**EXTRACT:**
● ● ●

Not managing money correctly means you may not have the money for these unexpected events. The result might involve selling off or mortgaging properties in the game or turning to credit in real life. Therefore, the lesson is to have cash on hand in a savings account or emergency fund.

6. Having a money strategy bolsters your financial position.

In Monopoly and life, it’s important to develop a strategy for making, spending, and saving money. First, that means understanding the potential strategies. For example, if your strategy is to buy up all the real estate on the Monopoly board as soon as you land on each one, then you may become cash poor. Cash poor means unable to deal with those aforementioned unexpected situations.

Instead, your strategy might be to study the board and understand which purchases yield the most return and invest in those. Likewise, you can tell your kids how they can apply those strategies to their lives and future investments.

7. Realizing the most expensive items are not always the best choices saves considerable money.

While the “get what you pay for” adage is worth teaching your kids, it’s also important to let them know that the most expensive option is not necessarily the best choice either. For example, the most expensive spots on the Monopoly Board are Boardwalk and Park Place. However, purchasing these requires a significant cash outlay that could dry up cash flow.

Also, you don’t want to overpay for the assets you accumulate. Instead, it is a better strategy to purchase mid-range properties that cost less but offer a high return for the price paid or that you can later collect rents to boost your income or game winnings in this case.

8. Putting all your eggs in one basket is a recipe for financial disaster.


If you just purchase one property in Monopoly and fill it with hotels, then you are not taking into account the minimal amount of instances that another player will actually land on it. Those who buy a few properties across the board have a greater chance of having someone land there and pay rent.

This same principle can be applied to everything financial. This includes how many clients you take on as a freelancer to how many types of investments you hold. Encourage your kids to diversify their income-generation, money, and investments across multiple sources.

9. Negotiating is an important skill for money management.

Monopoly is a good place to start teaching your kids how to negotiate. They have to work with other players and convince them to sell or buy an asset. Players can also leverage negotiation to sell things like their Get Out of Jail Free card.

Learning how to present a deal in terms of a mutual benefit or highlight some other selling point is valuable for your kids. They can use the art of negotiation to navigate the world of purchases like homes, vehicles, and other assets or use it to convince their boss or clients to give them a raise.

10. Living within your means is the best money strategy.

Throughout all the lessons Monopoly can offer about money, the best one involves learning to live within your means. This strategy involves earning a salary through a job or business (or doing chores), using money to cover expenses, managing cash flow, and saving the rest rather than spending it all. You don’t want your kids to rely on credit because this creates a situation of living beyond your means.

● ● ●

**RECORDS PROVIDED:**
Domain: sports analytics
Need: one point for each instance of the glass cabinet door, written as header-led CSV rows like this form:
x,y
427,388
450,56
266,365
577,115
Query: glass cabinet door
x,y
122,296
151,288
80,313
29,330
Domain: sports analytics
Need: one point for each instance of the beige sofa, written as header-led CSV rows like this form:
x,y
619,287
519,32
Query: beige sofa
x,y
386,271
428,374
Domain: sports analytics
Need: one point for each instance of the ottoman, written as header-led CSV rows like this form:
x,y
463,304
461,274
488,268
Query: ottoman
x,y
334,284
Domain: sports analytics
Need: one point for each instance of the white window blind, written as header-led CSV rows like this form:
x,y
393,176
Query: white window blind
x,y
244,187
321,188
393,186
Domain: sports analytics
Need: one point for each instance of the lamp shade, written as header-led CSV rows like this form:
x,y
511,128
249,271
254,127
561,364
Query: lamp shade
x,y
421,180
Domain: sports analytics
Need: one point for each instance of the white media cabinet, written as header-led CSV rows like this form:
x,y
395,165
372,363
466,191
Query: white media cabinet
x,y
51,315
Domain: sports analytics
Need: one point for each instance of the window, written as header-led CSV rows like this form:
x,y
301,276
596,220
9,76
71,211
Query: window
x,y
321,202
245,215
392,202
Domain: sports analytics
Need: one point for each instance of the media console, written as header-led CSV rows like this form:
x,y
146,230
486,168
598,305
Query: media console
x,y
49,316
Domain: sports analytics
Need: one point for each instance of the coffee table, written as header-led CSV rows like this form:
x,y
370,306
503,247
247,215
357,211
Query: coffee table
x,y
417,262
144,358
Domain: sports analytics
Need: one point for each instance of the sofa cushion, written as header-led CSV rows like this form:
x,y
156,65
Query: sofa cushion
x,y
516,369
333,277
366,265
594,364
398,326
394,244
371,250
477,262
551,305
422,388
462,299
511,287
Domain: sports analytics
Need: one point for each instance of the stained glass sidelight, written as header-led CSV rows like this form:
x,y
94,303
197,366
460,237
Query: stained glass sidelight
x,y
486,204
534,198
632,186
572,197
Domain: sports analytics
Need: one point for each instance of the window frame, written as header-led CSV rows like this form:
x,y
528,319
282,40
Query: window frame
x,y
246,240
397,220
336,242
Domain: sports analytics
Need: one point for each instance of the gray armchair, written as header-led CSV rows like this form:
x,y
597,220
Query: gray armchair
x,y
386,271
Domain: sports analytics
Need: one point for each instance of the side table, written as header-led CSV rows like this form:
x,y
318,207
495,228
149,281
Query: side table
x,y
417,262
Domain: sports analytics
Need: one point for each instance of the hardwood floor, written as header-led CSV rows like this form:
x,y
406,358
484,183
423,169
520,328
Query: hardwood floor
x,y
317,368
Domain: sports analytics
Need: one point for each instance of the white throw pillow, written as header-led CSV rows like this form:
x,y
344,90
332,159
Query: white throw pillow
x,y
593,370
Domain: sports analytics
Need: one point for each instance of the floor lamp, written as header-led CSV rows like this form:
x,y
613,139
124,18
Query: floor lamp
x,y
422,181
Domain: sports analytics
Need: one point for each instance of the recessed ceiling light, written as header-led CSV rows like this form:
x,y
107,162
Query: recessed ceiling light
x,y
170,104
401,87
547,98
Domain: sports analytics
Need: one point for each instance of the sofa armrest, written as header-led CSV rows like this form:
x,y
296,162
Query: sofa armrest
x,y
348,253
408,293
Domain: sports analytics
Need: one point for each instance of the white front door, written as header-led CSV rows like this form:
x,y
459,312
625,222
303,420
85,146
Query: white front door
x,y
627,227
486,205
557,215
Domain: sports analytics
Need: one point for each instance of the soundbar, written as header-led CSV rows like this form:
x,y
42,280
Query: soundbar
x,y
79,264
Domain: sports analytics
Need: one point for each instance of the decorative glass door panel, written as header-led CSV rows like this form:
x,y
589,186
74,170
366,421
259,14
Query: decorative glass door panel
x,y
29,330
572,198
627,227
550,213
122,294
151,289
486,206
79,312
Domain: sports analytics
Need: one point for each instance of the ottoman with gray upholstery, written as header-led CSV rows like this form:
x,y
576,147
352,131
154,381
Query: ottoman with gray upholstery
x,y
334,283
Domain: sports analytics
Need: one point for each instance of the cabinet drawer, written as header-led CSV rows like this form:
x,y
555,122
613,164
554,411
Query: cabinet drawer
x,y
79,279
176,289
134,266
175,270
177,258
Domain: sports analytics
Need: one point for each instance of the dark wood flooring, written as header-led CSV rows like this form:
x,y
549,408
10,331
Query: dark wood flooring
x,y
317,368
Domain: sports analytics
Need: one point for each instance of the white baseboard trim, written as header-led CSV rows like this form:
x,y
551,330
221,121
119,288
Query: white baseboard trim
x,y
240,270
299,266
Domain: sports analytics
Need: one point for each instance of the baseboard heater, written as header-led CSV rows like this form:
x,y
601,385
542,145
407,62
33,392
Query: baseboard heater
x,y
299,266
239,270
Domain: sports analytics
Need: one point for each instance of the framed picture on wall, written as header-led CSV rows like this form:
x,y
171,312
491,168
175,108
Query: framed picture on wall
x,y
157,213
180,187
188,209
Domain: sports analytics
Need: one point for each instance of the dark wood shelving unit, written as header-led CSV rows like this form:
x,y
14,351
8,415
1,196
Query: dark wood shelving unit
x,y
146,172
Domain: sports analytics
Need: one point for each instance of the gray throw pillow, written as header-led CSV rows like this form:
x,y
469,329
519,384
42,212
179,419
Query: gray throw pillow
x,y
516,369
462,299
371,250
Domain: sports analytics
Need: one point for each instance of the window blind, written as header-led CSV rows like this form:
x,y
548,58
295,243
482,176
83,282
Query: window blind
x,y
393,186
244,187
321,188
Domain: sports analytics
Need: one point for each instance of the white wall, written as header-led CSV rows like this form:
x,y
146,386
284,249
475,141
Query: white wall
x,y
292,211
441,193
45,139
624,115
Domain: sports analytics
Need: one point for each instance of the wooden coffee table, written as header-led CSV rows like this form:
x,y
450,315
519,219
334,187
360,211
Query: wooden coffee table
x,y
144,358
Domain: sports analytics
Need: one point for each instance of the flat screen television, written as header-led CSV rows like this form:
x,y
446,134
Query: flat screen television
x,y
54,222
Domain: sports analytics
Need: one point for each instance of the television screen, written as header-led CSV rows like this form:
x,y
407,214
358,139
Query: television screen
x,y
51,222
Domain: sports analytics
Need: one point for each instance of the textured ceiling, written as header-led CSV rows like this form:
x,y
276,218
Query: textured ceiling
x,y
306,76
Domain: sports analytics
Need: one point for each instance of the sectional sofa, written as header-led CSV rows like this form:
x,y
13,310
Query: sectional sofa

● ● ●

**YOUR TASKS:**
[1] According to the Monopoly article, why is buying a few properties across the board better than buying one property and filling it with hotels? Answer in one to three sentences.
[2] Show every line in the records above that contains the word "soundbar".

**ANSWER LIST:**
[1] Other players will land on a single property only a small number of times. A player who owns a few properties across the board has a greater chance of someone landing on one and paying rent.

[2]
Need: one point for each instance of the soundbar, written as header-led CSV rows like this form:
Query: soundbar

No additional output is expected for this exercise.